## RECORDED INFORMATION
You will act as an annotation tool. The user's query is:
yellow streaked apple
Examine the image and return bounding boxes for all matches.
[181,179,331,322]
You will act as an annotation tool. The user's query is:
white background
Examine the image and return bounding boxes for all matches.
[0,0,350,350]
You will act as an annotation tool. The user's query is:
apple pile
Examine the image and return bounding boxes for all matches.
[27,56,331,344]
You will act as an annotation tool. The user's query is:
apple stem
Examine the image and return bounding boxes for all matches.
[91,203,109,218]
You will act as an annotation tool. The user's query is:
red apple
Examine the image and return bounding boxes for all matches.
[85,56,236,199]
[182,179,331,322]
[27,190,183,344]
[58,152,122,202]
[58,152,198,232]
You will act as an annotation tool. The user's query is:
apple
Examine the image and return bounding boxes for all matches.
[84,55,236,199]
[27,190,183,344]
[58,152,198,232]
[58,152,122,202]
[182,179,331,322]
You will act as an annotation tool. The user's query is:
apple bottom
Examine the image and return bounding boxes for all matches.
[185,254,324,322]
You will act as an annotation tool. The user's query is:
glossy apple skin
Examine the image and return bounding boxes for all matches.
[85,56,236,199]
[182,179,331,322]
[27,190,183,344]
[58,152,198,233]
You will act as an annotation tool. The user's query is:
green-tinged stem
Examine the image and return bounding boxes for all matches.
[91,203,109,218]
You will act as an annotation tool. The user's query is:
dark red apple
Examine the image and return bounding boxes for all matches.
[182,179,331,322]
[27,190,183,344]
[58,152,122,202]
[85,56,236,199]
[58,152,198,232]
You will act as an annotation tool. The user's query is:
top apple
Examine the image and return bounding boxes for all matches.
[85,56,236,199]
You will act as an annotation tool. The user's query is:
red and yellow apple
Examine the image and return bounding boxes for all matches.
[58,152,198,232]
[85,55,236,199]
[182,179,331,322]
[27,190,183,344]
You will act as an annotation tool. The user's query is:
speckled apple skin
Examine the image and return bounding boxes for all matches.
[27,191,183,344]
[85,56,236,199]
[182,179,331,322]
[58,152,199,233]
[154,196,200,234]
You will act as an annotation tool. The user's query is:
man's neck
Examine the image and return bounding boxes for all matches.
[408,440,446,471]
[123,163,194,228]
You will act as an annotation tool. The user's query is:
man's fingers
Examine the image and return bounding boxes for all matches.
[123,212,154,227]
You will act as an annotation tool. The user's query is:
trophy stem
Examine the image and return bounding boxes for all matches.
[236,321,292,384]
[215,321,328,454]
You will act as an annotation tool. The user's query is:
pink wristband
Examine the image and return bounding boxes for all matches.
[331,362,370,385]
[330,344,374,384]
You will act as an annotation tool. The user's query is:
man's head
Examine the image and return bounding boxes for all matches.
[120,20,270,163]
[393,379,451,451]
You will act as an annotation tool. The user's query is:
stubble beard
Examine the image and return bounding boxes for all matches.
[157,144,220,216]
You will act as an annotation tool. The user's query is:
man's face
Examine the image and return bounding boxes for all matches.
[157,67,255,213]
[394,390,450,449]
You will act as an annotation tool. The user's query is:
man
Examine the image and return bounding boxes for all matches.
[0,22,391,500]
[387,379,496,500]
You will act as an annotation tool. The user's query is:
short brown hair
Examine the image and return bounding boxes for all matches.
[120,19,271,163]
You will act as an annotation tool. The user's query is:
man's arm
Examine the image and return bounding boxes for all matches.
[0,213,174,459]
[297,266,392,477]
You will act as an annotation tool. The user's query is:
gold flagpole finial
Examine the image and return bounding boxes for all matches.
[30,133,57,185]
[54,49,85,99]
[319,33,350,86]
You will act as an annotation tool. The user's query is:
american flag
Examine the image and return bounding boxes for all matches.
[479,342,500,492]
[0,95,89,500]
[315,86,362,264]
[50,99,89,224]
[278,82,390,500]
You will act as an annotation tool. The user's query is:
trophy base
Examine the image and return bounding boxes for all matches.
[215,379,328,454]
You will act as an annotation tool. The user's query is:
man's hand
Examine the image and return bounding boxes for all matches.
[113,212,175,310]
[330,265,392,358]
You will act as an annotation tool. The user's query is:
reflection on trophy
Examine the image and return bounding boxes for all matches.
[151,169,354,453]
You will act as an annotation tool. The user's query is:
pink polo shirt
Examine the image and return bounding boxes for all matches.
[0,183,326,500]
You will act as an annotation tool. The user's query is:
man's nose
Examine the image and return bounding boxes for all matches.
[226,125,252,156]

## PROBLEM
Collect every line of the records that contains the word "apple", copying each line in full, and treat uppercase and lowercase letters as different.

## RESPONSE FOR THIS EXERCISE
yellow streaked apple
apple pile
apple stem
red apple
apple
apple bottom
glossy apple skin
dark red apple
top apple
red and yellow apple
speckled apple skin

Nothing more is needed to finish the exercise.